### Work to do
Copy the following items line for line, without any change, and leave the pictures out of your copy.

======== Excerpted records

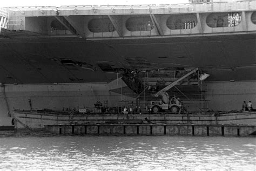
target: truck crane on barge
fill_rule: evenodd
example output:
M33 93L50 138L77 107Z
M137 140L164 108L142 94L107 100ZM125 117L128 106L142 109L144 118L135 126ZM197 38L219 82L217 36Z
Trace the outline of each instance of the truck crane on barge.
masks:
M155 97L161 95L162 99L158 101L151 101L148 108L151 109L151 111L154 113L157 113L161 111L170 111L172 113L179 113L183 108L182 102L179 98L175 96L170 99L170 97L167 91L173 86L179 84L183 79L196 73L198 71L198 68L193 69L176 81L172 83L164 88L158 91L156 93L153 94Z

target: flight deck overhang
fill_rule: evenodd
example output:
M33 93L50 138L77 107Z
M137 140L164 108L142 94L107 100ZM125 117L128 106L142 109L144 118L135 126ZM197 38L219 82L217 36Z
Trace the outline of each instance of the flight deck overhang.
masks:
M5 8L5 35L94 39L253 33L256 1ZM230 24L229 16L233 19ZM15 31L15 33L12 31Z

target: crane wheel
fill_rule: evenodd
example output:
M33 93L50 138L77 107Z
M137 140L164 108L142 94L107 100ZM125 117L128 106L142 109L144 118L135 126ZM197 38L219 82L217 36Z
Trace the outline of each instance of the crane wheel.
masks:
M154 113L157 113L160 111L160 108L157 106L154 106L151 107L152 111Z
M171 107L171 111L172 113L178 113L180 110L180 108L177 106L173 106Z

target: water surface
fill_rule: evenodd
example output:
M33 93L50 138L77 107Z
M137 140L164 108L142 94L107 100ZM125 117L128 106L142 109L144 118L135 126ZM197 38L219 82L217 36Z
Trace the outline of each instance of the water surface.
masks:
M169 136L2 137L0 169L255 170L255 140Z

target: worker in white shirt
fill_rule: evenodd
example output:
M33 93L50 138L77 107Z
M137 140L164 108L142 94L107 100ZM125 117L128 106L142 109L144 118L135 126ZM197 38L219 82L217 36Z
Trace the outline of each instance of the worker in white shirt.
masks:
M249 102L247 103L247 107L248 109L249 110L249 112L251 112L252 109L252 104L251 101L249 101Z

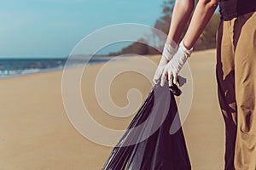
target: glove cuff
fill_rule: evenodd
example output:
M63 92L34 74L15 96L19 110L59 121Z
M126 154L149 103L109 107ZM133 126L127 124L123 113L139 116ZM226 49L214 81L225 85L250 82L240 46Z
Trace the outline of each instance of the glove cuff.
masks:
M190 57L190 55L193 52L193 48L191 48L190 49L187 49L187 48L185 48L185 46L184 46L183 41L181 41L181 42L179 43L179 48L184 53L185 56L187 58Z
M178 45L173 41L171 43L165 43L163 56L167 60L171 60L173 55L177 53L177 48L178 48Z

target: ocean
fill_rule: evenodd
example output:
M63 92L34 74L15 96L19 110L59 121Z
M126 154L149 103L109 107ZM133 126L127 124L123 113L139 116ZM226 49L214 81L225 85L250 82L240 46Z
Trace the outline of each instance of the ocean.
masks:
M107 62L108 59L91 59L89 65ZM0 78L61 70L67 59L0 59ZM84 65L81 60L72 60L68 67Z

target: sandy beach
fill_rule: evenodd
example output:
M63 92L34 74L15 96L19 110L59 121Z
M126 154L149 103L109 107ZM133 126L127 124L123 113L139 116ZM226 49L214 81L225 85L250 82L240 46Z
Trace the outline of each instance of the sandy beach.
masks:
M160 56L148 59L158 63ZM125 62L148 71L148 75L154 71L147 70L147 65L141 65L133 57L109 65L115 70ZM189 64L194 96L183 128L192 167L221 170L224 124L218 103L215 50L193 53ZM97 103L95 82L103 65L86 67L81 79L84 103L98 123L125 129L134 115L127 118L110 116ZM76 68L71 70L76 73ZM102 167L112 148L87 139L73 128L62 102L61 78L62 71L56 71L0 79L0 170L97 170ZM118 75L110 88L115 105L124 107L128 104L126 94L131 88L140 91L143 103L152 85L141 74L130 71Z

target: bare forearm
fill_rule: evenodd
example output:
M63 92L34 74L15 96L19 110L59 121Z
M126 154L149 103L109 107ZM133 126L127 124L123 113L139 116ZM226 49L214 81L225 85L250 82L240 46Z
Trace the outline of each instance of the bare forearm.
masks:
M180 37L191 15L195 0L176 0L166 43L179 42Z
M199 0L188 31L183 37L184 46L190 49L212 16L218 0Z

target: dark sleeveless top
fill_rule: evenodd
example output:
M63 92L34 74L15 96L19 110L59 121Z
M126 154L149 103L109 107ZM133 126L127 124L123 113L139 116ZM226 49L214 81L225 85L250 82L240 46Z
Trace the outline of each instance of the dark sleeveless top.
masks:
M221 20L230 20L241 14L256 11L256 0L220 0L219 11Z

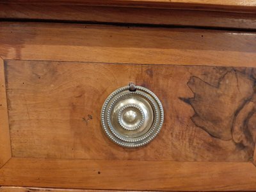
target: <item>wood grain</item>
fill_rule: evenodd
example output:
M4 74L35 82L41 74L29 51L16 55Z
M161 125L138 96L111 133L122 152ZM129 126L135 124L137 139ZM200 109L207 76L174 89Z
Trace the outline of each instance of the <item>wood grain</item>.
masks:
M255 67L256 34L84 24L0 26L4 60Z
M255 2L252 0L3 0L2 2L24 4L91 4L252 12L255 12L256 6Z
M13 157L187 161L253 157L255 68L8 61L6 72ZM100 122L105 99L129 82L153 91L165 111L159 136L136 149L112 143Z
M54 189L54 188L22 188L22 187L0 187L1 192L122 192L124 191L117 190L99 190L99 189ZM136 192L138 191L129 191Z
M11 156L4 61L0 58L0 168Z
M12 158L0 170L0 175L2 186L163 191L256 189L256 168L250 163Z
M0 18L256 29L255 14L142 8L2 3Z

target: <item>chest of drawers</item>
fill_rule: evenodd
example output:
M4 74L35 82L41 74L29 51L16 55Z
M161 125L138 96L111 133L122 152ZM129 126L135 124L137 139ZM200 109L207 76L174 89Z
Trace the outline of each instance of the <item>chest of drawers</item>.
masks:
M255 3L157 1L1 3L0 191L256 190ZM134 148L100 122L130 83L164 113Z

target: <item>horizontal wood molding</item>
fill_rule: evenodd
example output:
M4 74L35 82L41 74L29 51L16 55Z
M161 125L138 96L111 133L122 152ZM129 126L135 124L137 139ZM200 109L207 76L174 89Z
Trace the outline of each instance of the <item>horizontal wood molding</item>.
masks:
M4 60L255 67L256 33L2 22Z
M133 7L182 8L193 10L218 10L231 12L255 12L256 3L251 0L4 0L3 3L33 4L79 4L122 6Z
M11 156L4 61L0 58L0 168Z
M0 19L256 29L256 14L81 5L0 4Z
M100 189L54 189L43 188L25 188L25 187L0 187L0 192L124 192L117 190L100 190ZM139 192L139 191L129 191Z
M0 175L1 186L164 191L256 189L256 168L251 163L13 157L0 170Z

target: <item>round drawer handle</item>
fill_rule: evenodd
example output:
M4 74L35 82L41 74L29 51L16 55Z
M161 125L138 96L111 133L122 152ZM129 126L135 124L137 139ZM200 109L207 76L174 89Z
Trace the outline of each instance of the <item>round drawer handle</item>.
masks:
M149 90L129 83L117 89L105 100L101 124L106 135L125 147L138 147L151 141L164 120L162 104Z

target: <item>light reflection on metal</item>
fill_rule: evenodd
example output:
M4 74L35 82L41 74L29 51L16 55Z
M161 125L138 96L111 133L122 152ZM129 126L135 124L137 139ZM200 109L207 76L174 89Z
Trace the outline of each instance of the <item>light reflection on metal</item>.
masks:
M125 147L138 147L152 141L164 120L162 104L149 90L130 83L113 92L101 111L101 124L107 136Z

================

### Result below
target: truck crane on barge
fill_rule: evenodd
example output:
M33 93L50 138L77 107Z
M137 140L164 108L142 94L107 100ZM125 117L128 106L142 109L144 118L135 126ZM197 38L219 82L217 36Z
Trace the outline of each instance of the truck crane on barge.
masks:
M155 97L161 95L162 99L158 101L151 101L148 108L151 109L151 111L154 113L157 113L161 111L170 111L172 113L179 113L183 108L182 102L179 98L175 96L170 99L170 97L167 91L173 86L179 84L183 79L196 73L198 71L198 68L193 69L176 81L172 83L164 88L158 91L156 93L153 94Z

target: flight deck overhang
fill_rule: evenodd
example output:
M33 93L50 138L77 107Z
M137 140L164 108L142 94L107 100ZM125 117L128 106L142 109L144 118L135 126ZM197 38L219 82L217 36Z
Trace the outline of each instance of the flight deck overhang.
masks:
M5 8L5 35L94 39L253 33L256 1ZM230 24L229 16L233 19ZM15 31L15 33L12 31Z

target: crane wheel
fill_rule: evenodd
example output:
M33 93L50 138L77 107Z
M137 140L164 108L142 94L107 100ZM125 117L128 106L142 109L144 118L135 126ZM197 38L219 82L217 36Z
Trace the outline of each instance of the crane wheel.
masks:
M154 113L157 113L160 111L160 108L157 106L154 106L151 107L152 111Z
M171 107L171 111L172 113L178 113L180 110L180 108L177 106L173 106Z

target: water surface
fill_rule: evenodd
example output:
M33 93L50 138L77 107Z
M137 140L164 108L142 94L107 100ZM125 117L128 106L142 109L144 118L135 126ZM197 38L219 82L217 36Z
Trace the outline of each instance of the water surface.
masks:
M169 136L2 137L0 169L255 170L255 140Z

target: worker in white shirt
fill_rule: evenodd
example output:
M33 93L50 138L77 107Z
M137 140L164 108L142 94L107 100ZM125 117L128 106L142 109L144 118L135 126ZM197 38L219 82L217 36Z
Trace the outline of each instance of the worker in white shirt.
masks:
M249 102L247 103L247 107L248 109L249 110L249 112L251 112L252 109L252 104L251 101L249 101Z

target: glove cuff
fill_rule: evenodd
example output:
M63 92L34 74L15 96L19 110L59 121Z
M126 154L149 103L109 107ZM133 126L127 124L123 113L139 116ZM226 49L214 81L225 85L250 82L240 46Z
Trace the outline of each instance of the glove cuff.
masks:
M190 57L190 55L193 52L193 48L191 48L190 49L187 49L187 48L185 48L185 46L184 46L183 41L181 41L181 42L179 43L179 48L184 53L185 56L187 58Z
M178 45L173 41L171 43L165 43L163 56L167 60L171 60L173 55L177 53L177 48L178 48Z

target: ocean
fill_rule: evenodd
example output:
M63 92L34 74L15 96L19 110L59 121Z
M126 154L149 103L109 107ZM133 126L127 124L123 113L139 116ZM226 49L214 81L225 85L250 82L240 46Z
Trace the outline of each instance of the ocean.
masks:
M107 62L108 59L91 59L89 65ZM0 78L61 70L67 59L0 59ZM84 65L81 60L72 60L68 67Z

target: sandy beach
fill_rule: evenodd
example output:
M63 92L34 74L15 96L19 110L59 121Z
M126 154L149 103L109 107ZM133 126L127 124L123 113L139 116ZM226 49L214 81L225 85L250 82L240 46Z
Trace the outline of each instance of the sandy beach.
masks:
M160 56L148 59L158 63ZM125 62L148 71L148 75L154 71L147 70L147 65L141 65L133 57L109 65L115 70ZM189 64L194 96L183 128L192 167L221 170L224 124L218 103L215 50L193 53ZM97 103L95 82L103 65L86 67L81 79L84 103L98 123L125 129L134 115L127 118L110 116ZM76 68L71 70L76 73ZM102 167L112 148L87 139L73 128L62 102L61 78L62 71L56 71L0 79L0 170L97 170ZM118 75L110 88L115 105L124 107L128 104L126 94L131 88L140 91L143 103L152 85L141 74L130 71Z

target: bare forearm
fill_rule: evenodd
example output:
M63 92L34 74L15 96L19 110L59 121Z
M126 154L149 103L109 107ZM133 126L127 124L123 113L139 116ZM226 49L214 81L225 85L250 82L240 46Z
Trace the outline of each instance of the bare forearm.
masks:
M180 37L191 15L195 0L176 0L166 43L179 42Z
M199 0L188 31L183 37L184 46L190 49L212 16L218 0Z

target: dark sleeveless top
fill_rule: evenodd
example output:
M63 92L34 74L15 96L19 110L59 121Z
M126 154L149 103L109 107ZM133 126L127 124L123 113L139 116ZM226 49L214 81L225 85L250 82L240 46Z
Trace the outline of each instance of the dark sleeveless top.
masks:
M221 20L230 20L241 14L256 11L256 0L220 0L219 11Z

target: <item>wood grain</item>
fill_rule: evenodd
example output:
M4 74L35 82L41 74L29 51L16 55Z
M161 125L138 96L111 133L122 152ZM129 126L135 124L137 139ZM200 109L207 76L174 89Z
Trace the outline of each instance of the <item>wood grain</item>.
masks:
M255 67L256 34L84 24L0 26L4 60Z
M255 2L252 0L3 0L2 2L24 4L91 4L252 12L255 12L256 6Z
M13 157L187 161L253 157L255 68L8 61L6 72ZM100 122L105 99L129 82L153 91L165 111L159 136L136 149L112 143Z
M54 189L54 188L22 188L22 187L0 187L1 192L122 192L124 191L117 190L99 190L99 189ZM136 192L138 191L129 191Z
M11 156L4 61L0 58L0 168Z
M12 158L0 170L0 175L2 186L163 191L256 189L256 168L250 163Z
M0 18L256 29L255 14L142 8L2 3Z

target: <item>chest of drawers</item>
fill_rule: evenodd
example output:
M4 74L35 82L41 74L29 51L16 55Z
M161 125L138 96L111 133L122 152ZM129 126L135 124L137 139ZM200 109L207 76L174 89Z
Trace the outline of each instance of the <item>chest of drawers</item>.
masks:
M255 3L157 1L1 3L0 191L256 190ZM134 148L100 122L130 83L164 113Z

target: <item>horizontal wood molding</item>
fill_rule: evenodd
example output:
M4 74L35 82L41 74L29 51L16 55Z
M161 125L138 96L111 133L122 152ZM129 126L135 124L137 139ZM200 109L207 76L174 89Z
Trace the outline of each instance of the <item>horizontal wood molding</item>.
masks:
M4 60L255 67L256 33L2 22Z
M133 7L182 8L193 10L218 10L231 12L255 12L256 3L251 0L4 0L3 3L33 4L79 4L122 6Z
M11 156L4 61L0 58L0 168Z
M0 19L256 29L256 14L81 5L0 4Z
M100 189L54 189L43 188L25 188L25 187L0 187L0 192L124 192L117 190L100 190ZM139 192L139 191L129 191Z
M0 175L1 186L164 191L256 189L256 168L251 163L13 157L0 170Z

target: <item>round drawer handle</item>
fill_rule: evenodd
example output:
M4 74L35 82L41 74L29 51L16 55Z
M161 125L138 96L111 133L122 152ZM129 126L135 124L137 139ZM200 109L207 76L174 89Z
Trace the outline of each instance of the <item>round drawer handle</item>.
masks:
M149 90L129 83L117 89L105 100L101 124L106 135L125 147L138 147L151 141L164 120L162 104Z

target: <item>light reflection on metal</item>
fill_rule: evenodd
example output:
M4 74L35 82L41 74L29 51L16 55Z
M161 125L138 96L111 133L122 152ZM129 126L135 124L137 139ZM200 109L207 76L174 89Z
Trace the outline of each instance of the <item>light reflection on metal</item>.
masks:
M125 147L138 147L152 141L164 120L162 104L149 90L130 83L113 92L101 111L101 124L107 136Z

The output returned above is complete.